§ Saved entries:
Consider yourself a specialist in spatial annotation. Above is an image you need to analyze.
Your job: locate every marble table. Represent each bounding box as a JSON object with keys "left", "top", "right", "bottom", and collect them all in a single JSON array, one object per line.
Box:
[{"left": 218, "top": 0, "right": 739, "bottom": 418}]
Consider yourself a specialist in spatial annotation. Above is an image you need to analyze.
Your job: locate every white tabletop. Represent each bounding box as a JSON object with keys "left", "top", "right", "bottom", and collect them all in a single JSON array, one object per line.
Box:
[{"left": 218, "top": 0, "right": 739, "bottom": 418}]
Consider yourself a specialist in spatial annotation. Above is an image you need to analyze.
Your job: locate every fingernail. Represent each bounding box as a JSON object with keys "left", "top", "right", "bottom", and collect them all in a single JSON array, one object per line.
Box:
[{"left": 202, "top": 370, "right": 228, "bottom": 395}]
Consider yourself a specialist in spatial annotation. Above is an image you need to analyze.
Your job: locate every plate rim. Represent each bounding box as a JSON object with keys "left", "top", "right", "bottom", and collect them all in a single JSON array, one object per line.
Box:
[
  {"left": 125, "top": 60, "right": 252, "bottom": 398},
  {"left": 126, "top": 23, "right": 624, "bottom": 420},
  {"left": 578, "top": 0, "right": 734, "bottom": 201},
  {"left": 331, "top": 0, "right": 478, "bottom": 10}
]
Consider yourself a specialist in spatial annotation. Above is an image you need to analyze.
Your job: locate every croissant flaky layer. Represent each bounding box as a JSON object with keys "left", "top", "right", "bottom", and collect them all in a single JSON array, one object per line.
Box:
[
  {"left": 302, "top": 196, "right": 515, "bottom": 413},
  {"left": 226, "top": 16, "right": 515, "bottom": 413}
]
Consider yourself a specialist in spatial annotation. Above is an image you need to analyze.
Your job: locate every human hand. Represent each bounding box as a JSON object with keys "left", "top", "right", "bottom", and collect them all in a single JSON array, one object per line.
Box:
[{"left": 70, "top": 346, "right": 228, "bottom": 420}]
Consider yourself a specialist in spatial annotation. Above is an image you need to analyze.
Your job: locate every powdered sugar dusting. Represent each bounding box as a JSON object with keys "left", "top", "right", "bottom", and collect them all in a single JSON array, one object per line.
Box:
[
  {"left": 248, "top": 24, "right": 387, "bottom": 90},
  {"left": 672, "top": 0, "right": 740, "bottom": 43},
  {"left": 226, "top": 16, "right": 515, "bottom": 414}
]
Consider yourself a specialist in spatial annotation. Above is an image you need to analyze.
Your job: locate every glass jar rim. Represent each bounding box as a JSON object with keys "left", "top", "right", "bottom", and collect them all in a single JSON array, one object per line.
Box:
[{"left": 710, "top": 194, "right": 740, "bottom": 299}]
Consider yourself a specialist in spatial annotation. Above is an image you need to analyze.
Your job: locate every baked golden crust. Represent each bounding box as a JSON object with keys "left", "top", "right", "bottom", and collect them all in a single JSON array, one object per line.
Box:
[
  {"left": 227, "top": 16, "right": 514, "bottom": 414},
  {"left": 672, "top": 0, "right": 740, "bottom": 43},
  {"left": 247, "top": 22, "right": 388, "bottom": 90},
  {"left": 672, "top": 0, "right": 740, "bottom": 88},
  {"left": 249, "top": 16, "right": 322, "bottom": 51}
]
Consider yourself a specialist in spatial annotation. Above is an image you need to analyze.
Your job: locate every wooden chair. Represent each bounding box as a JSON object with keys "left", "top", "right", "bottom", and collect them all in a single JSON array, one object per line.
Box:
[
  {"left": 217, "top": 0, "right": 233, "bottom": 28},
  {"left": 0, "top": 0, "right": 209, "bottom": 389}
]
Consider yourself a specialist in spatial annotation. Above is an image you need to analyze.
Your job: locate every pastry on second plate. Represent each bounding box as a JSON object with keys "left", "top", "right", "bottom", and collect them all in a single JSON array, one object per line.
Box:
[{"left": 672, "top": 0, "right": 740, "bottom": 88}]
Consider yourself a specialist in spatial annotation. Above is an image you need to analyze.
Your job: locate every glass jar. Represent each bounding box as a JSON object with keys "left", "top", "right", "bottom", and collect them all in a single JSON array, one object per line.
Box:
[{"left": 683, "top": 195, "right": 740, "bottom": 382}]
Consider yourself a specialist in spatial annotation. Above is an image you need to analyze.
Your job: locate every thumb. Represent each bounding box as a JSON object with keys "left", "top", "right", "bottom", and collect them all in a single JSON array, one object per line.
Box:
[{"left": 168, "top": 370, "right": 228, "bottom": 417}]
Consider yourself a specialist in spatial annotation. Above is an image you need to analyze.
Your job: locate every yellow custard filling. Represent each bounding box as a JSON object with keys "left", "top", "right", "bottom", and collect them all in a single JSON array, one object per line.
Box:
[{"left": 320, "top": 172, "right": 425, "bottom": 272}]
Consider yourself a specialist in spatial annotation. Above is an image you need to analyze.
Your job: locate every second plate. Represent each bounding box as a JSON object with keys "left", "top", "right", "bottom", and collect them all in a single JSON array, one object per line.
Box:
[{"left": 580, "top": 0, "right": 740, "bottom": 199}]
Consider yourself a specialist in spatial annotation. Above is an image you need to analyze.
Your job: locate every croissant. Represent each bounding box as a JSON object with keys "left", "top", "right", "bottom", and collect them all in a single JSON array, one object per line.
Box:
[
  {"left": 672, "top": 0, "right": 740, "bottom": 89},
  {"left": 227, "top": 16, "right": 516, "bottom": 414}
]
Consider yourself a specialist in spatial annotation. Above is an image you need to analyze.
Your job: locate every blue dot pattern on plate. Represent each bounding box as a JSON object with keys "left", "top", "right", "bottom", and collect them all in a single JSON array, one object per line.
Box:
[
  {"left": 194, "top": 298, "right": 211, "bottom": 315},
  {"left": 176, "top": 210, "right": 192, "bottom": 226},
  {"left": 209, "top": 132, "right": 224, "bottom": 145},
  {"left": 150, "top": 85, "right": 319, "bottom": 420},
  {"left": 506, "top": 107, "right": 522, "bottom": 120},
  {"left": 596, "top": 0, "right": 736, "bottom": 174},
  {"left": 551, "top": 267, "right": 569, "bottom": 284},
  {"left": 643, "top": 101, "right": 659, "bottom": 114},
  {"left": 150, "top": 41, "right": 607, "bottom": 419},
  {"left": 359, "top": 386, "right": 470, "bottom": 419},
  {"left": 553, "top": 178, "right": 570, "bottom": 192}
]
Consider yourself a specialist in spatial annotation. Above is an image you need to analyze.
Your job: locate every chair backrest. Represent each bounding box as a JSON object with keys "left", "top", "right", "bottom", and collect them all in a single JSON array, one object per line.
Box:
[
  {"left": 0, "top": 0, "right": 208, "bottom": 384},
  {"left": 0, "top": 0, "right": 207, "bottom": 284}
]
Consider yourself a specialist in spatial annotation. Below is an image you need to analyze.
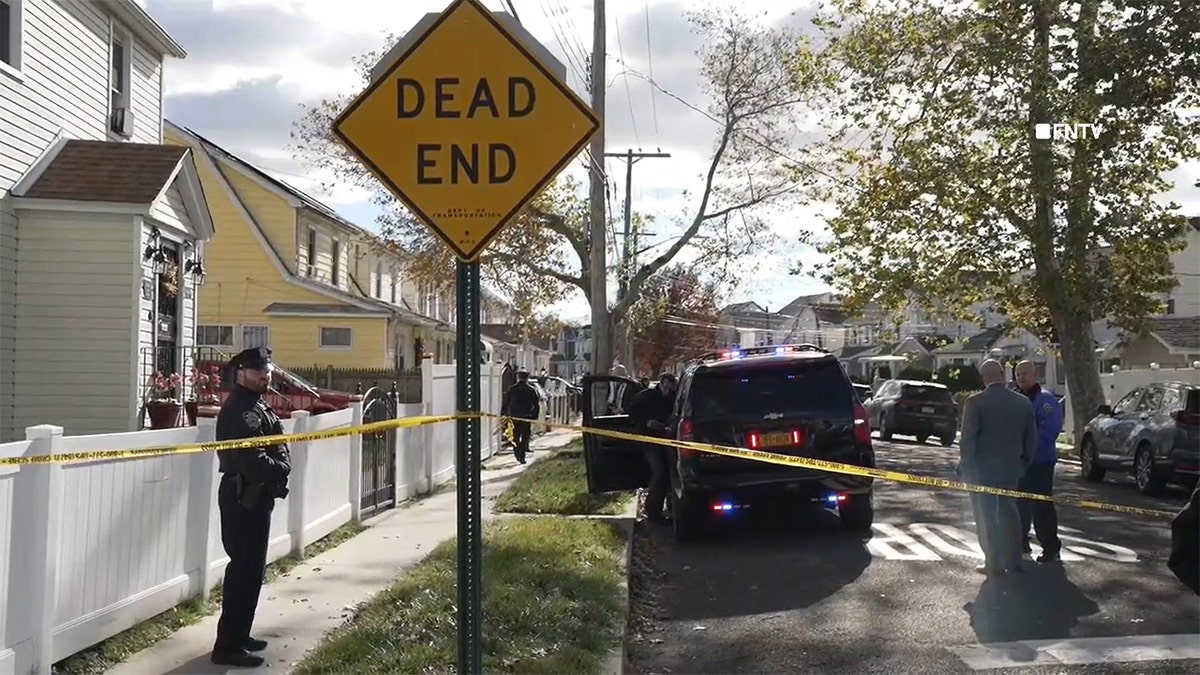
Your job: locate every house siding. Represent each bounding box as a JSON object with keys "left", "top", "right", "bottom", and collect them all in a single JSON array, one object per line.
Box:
[
  {"left": 10, "top": 210, "right": 137, "bottom": 437},
  {"left": 134, "top": 215, "right": 197, "bottom": 419},
  {"left": 220, "top": 166, "right": 297, "bottom": 267},
  {"left": 269, "top": 317, "right": 388, "bottom": 369},
  {"left": 149, "top": 184, "right": 188, "bottom": 233},
  {"left": 0, "top": 203, "right": 16, "bottom": 440},
  {"left": 165, "top": 129, "right": 394, "bottom": 370},
  {"left": 296, "top": 211, "right": 350, "bottom": 291},
  {"left": 0, "top": 0, "right": 165, "bottom": 191}
]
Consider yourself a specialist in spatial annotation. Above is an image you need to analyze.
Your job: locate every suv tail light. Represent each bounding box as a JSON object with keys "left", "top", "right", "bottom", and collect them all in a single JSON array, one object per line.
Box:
[
  {"left": 747, "top": 432, "right": 761, "bottom": 449},
  {"left": 853, "top": 402, "right": 872, "bottom": 446},
  {"left": 1173, "top": 409, "right": 1200, "bottom": 426},
  {"left": 678, "top": 417, "right": 696, "bottom": 458}
]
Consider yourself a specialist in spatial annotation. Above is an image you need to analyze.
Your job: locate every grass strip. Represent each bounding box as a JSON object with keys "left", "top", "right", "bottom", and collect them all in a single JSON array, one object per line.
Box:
[
  {"left": 493, "top": 441, "right": 632, "bottom": 516},
  {"left": 53, "top": 521, "right": 365, "bottom": 675},
  {"left": 295, "top": 518, "right": 626, "bottom": 674}
]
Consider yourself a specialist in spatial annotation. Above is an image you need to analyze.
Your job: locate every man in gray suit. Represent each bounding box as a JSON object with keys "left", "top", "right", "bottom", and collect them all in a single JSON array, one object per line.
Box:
[{"left": 958, "top": 359, "right": 1037, "bottom": 575}]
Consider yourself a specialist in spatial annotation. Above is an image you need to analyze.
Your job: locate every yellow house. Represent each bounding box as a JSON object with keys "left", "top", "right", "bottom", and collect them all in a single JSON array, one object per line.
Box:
[{"left": 164, "top": 121, "right": 452, "bottom": 371}]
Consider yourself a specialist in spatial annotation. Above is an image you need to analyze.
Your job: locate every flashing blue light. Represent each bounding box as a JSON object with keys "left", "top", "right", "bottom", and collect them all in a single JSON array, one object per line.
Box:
[
  {"left": 712, "top": 502, "right": 735, "bottom": 512},
  {"left": 825, "top": 494, "right": 848, "bottom": 504},
  {"left": 775, "top": 346, "right": 787, "bottom": 355}
]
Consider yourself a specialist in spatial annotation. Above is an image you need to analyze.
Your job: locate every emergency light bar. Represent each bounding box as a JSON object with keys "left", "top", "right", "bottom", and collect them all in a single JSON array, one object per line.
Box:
[{"left": 695, "top": 343, "right": 829, "bottom": 364}]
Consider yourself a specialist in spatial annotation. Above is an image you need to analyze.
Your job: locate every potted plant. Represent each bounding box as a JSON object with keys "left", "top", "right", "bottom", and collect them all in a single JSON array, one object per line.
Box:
[
  {"left": 146, "top": 371, "right": 184, "bottom": 429},
  {"left": 185, "top": 366, "right": 221, "bottom": 425}
]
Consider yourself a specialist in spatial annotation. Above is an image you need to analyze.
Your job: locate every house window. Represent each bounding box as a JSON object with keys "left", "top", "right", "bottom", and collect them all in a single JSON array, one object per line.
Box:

§ What needs to be done:
How would the lines above read from the one with "Your job: locate every blue" to the one with "Your job: locate every house siding.", inclusive, with no pictures? Write them out exactly.

§ Result of the task:
Your job: locate every blue dot pattern on plate. Represent each bounding box as a JSON object with keys "left", "top", "right", "bottom", and collect them all in a single JSON array, one object per line.
Box:
[
  {"left": 194, "top": 298, "right": 211, "bottom": 315},
  {"left": 176, "top": 210, "right": 192, "bottom": 226},
  {"left": 209, "top": 132, "right": 224, "bottom": 145},
  {"left": 150, "top": 85, "right": 319, "bottom": 420},
  {"left": 506, "top": 107, "right": 522, "bottom": 120},
  {"left": 596, "top": 0, "right": 736, "bottom": 174},
  {"left": 551, "top": 267, "right": 569, "bottom": 284},
  {"left": 643, "top": 101, "right": 659, "bottom": 114},
  {"left": 150, "top": 41, "right": 607, "bottom": 419},
  {"left": 359, "top": 386, "right": 470, "bottom": 419},
  {"left": 553, "top": 178, "right": 570, "bottom": 192}
]
Consider yourself a specialist in spatial annotation. Above is an image you need to analyze.
Your job: locate every chair backrest. Represent each bounding box as a JSON object with keys "left", "top", "right", "bottom", and collect them all in a single JSON array, one object per line.
Box:
[
  {"left": 0, "top": 0, "right": 208, "bottom": 384},
  {"left": 0, "top": 0, "right": 207, "bottom": 284}
]
Consider yourself a specialist in spatial annotation. Below is an image you need to analyze.
Your job: locate every house siding. Represent each bounding box as a JSON object with keys "left", "top", "right", "bottom", and collect them all in a single JSON array, one object per line.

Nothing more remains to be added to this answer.